Acute cholecystitis is swelling (inflammation) of the gallbladder. It is a potentially serious condition that usually needs to be treated in hospital.

The main symptom of acute cholecystitis is a sudden sharp pain in the upper right side of your tummy (abdomen) that spreads towards your right shoulder.

The affected part of the abdomen is usually extremely tender and breathing deeply can make the pain worse.

Unlike some others types of abdominal pain, the pain associated with acute cholecystitis is usually persistent, and doesn’t go away within a few hours.

Some people may additional symptoms, such as a high temperature (fever), nausea and vomiting, sweating, loss of appetite, yellowing of the skin and the whites of the eyes (jaundice) and/or a bulge in the abdomen

You should see your GP as soon as possible if you develop sudden and severe abdominal pain, particularly if the pain lasts longer than a few hours or is accompanied by other symptoms, such as jaundice and a fever.

If it’s not possible to contact your GP immediately, phone your local out-of-hours service or call NHS 111 for advice.

▶ [Extracted data]
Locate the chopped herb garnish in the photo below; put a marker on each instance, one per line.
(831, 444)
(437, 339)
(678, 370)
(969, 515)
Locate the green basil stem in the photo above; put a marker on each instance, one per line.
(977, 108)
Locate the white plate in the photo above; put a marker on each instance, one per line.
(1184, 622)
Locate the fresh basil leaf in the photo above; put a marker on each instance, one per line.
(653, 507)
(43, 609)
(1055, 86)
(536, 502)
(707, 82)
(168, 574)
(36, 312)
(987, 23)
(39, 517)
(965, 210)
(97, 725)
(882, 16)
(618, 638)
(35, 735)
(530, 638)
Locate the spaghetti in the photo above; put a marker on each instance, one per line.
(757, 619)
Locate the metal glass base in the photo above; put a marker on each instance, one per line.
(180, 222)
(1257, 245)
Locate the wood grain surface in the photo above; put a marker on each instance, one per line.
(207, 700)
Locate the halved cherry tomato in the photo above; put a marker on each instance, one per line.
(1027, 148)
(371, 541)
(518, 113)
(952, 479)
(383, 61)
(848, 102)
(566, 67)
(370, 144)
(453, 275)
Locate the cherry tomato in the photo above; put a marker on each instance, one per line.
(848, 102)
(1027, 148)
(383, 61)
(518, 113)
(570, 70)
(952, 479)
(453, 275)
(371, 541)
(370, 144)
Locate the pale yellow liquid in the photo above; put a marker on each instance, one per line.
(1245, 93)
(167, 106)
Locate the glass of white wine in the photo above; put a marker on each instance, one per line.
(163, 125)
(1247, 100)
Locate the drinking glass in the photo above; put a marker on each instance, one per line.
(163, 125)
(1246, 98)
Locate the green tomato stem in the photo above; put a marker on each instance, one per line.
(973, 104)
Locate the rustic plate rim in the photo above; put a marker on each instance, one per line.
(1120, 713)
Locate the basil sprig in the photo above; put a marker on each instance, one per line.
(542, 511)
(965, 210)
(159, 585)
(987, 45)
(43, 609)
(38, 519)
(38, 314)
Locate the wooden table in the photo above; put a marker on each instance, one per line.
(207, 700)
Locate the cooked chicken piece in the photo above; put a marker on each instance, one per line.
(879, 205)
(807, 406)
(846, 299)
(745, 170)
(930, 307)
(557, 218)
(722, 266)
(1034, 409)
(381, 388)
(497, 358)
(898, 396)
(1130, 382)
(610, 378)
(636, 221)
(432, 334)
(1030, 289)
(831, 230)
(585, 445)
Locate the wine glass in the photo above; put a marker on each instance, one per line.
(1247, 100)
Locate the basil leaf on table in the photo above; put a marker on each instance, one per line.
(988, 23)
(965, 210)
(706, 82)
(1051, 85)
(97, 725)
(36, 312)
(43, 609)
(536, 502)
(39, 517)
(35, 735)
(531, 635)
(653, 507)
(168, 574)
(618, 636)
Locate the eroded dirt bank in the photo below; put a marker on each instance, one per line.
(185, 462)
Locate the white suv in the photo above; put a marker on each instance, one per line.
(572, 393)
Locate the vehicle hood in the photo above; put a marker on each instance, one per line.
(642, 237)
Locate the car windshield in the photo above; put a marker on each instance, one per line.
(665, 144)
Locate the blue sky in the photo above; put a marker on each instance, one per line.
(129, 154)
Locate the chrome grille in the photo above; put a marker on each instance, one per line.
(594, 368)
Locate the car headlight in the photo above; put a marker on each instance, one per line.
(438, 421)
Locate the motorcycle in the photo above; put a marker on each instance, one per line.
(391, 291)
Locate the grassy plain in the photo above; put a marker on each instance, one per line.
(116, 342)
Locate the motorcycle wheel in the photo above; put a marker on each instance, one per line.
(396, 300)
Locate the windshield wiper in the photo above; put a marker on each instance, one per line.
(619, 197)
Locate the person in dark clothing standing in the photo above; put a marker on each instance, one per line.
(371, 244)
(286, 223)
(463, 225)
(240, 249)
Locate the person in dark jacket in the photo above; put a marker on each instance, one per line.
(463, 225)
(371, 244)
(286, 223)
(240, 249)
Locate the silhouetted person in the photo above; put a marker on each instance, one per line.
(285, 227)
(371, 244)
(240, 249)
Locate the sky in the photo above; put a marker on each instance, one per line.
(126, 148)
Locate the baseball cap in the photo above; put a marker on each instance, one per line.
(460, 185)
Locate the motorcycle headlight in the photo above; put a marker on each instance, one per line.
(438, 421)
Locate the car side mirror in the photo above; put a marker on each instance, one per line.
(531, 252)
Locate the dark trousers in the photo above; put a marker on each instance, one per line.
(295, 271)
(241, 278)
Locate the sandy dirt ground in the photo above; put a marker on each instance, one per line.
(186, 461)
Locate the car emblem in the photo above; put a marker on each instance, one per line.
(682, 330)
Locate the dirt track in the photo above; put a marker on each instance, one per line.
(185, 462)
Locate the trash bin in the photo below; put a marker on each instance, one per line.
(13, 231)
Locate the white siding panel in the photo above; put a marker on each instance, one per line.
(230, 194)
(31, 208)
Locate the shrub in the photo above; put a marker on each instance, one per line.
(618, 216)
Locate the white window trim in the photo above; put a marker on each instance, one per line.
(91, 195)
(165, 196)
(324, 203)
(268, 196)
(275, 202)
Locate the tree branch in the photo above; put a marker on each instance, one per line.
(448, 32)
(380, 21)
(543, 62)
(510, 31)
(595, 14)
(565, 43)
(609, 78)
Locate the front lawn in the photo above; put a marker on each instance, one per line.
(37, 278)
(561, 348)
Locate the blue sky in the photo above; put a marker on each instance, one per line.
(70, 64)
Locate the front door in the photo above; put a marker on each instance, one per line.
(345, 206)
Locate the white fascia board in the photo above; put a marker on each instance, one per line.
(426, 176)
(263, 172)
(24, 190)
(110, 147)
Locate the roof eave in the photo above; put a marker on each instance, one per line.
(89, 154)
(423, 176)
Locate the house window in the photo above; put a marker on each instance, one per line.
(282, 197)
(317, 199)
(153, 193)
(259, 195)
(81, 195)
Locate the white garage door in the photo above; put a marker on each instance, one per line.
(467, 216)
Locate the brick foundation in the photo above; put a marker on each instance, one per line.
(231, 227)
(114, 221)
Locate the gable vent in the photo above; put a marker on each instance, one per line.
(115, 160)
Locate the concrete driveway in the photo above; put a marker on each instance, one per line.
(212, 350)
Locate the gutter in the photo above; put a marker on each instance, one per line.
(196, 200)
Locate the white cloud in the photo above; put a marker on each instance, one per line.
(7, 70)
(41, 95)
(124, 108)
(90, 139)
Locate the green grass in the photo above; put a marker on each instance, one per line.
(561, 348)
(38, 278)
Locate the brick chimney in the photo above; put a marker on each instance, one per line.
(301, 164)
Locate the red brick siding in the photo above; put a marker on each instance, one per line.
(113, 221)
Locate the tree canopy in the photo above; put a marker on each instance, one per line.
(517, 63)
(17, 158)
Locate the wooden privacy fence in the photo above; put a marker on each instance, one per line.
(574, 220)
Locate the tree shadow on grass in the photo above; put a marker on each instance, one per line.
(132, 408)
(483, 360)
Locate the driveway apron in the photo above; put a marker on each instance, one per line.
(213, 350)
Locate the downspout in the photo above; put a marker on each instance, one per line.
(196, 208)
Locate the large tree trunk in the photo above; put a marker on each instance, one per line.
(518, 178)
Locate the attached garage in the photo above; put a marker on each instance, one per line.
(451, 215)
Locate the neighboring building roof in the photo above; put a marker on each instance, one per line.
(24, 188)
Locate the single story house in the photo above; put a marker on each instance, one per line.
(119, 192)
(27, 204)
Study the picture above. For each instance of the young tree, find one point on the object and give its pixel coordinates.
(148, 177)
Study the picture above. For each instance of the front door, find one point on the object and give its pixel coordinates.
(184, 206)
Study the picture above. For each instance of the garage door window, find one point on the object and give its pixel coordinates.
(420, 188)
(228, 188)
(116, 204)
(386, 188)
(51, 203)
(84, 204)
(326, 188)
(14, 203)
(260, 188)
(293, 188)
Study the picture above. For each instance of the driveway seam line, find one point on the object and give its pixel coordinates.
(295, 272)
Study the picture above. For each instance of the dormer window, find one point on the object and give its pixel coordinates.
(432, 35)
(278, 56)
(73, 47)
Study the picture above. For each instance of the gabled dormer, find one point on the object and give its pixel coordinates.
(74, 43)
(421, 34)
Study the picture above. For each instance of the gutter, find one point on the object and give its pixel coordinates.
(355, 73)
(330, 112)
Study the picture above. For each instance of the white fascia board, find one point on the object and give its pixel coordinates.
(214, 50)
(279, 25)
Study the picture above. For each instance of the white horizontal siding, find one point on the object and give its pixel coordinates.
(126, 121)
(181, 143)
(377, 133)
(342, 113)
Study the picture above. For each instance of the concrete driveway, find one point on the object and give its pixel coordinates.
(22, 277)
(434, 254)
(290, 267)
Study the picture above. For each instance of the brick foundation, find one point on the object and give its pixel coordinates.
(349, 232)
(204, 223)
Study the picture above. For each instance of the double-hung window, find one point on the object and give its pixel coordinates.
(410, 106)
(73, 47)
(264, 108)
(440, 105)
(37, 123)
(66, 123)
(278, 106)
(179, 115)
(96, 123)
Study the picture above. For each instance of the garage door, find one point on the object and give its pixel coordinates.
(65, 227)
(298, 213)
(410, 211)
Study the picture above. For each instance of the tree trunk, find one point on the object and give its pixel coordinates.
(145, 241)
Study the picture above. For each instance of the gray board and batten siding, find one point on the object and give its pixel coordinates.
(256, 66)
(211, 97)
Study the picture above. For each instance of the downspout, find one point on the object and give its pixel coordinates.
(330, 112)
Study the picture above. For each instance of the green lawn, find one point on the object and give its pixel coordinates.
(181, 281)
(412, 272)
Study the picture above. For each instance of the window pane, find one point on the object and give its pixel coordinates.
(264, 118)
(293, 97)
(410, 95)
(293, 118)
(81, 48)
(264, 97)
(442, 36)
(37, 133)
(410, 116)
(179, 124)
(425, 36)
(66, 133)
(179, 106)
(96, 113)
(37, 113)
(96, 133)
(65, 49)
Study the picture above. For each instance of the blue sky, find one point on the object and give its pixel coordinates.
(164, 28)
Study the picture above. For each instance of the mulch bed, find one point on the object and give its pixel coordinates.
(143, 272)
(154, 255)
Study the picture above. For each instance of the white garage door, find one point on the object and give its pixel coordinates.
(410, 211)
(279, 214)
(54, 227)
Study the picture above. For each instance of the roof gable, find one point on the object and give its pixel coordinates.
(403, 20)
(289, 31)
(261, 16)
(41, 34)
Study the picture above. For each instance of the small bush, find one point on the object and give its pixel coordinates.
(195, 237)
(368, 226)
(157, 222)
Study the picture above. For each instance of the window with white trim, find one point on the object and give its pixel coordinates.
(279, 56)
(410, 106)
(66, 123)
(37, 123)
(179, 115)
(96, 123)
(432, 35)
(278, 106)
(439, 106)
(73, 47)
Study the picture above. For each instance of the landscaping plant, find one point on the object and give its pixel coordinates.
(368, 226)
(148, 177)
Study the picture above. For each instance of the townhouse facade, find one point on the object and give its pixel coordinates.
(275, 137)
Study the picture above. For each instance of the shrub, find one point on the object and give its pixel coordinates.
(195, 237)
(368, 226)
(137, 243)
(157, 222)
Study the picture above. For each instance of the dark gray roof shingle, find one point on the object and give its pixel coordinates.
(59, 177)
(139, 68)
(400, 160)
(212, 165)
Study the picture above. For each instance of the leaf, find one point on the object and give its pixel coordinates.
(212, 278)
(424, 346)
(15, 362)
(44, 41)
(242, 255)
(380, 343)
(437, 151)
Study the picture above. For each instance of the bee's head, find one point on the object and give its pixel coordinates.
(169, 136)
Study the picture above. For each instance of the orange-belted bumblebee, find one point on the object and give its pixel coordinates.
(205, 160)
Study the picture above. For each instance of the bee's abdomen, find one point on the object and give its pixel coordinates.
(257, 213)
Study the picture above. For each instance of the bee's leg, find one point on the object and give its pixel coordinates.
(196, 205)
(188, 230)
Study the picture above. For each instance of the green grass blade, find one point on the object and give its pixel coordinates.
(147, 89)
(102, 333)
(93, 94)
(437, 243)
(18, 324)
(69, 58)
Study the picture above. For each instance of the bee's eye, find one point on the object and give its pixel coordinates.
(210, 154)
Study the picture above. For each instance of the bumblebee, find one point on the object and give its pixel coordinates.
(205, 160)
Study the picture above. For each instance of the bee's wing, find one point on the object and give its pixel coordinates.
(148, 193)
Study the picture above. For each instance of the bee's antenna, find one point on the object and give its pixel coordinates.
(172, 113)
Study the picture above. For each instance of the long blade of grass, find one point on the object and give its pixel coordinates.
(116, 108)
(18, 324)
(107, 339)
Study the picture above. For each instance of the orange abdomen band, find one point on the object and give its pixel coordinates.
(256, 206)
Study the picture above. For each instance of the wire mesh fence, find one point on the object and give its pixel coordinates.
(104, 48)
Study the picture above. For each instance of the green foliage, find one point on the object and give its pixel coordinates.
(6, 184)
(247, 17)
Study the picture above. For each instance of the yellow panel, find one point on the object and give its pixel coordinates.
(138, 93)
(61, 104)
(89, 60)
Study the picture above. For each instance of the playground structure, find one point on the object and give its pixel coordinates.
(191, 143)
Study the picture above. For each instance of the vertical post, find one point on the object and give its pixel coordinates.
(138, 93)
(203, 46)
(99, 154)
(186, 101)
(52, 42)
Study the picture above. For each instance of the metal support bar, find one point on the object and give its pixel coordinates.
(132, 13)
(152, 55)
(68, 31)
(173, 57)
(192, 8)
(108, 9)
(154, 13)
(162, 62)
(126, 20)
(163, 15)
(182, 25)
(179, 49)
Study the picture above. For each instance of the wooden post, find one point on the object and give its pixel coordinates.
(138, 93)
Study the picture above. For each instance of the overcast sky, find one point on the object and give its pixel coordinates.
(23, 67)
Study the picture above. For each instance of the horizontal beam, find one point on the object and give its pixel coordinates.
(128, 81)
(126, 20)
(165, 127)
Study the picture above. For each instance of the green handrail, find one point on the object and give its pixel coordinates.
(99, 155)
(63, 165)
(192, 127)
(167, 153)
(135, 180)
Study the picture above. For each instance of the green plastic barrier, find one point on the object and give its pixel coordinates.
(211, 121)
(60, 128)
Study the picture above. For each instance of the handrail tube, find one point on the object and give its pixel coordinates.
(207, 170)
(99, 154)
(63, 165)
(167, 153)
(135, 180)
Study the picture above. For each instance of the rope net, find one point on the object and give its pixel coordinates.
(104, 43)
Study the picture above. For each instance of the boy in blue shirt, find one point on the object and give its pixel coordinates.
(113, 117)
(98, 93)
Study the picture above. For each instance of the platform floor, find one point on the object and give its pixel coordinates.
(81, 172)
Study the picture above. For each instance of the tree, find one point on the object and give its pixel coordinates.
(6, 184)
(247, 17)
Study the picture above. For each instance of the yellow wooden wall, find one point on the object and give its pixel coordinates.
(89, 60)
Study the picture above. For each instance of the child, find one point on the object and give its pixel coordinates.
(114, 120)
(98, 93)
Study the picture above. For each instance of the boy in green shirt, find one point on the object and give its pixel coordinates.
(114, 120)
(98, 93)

▶ [Problem 1] In the passage on acute cholecystitis, toward which part of the body does the main pain spread?
▶ [Problem 2] From the passage on acute cholecystitis, echo word for word the part that begins at the words "Some people may" and stops after "and a fever.".

▶ [Exercise solution 1] Toward the right shoulder.

▶ [Exercise solution 2]
Some people may additional symptoms, such as a high temperature (fever), nausea and vomiting, sweating, loss of appetite, yellowing of the skin and the whites of the eyes (jaundice) and/or a bulge in the abdomen

You should see your GP as soon as possible if you develop sudden and severe abdominal pain, particularly if the pain lasts longer than a few hours or is accompanied by other symptoms, such as jaundice and a fever.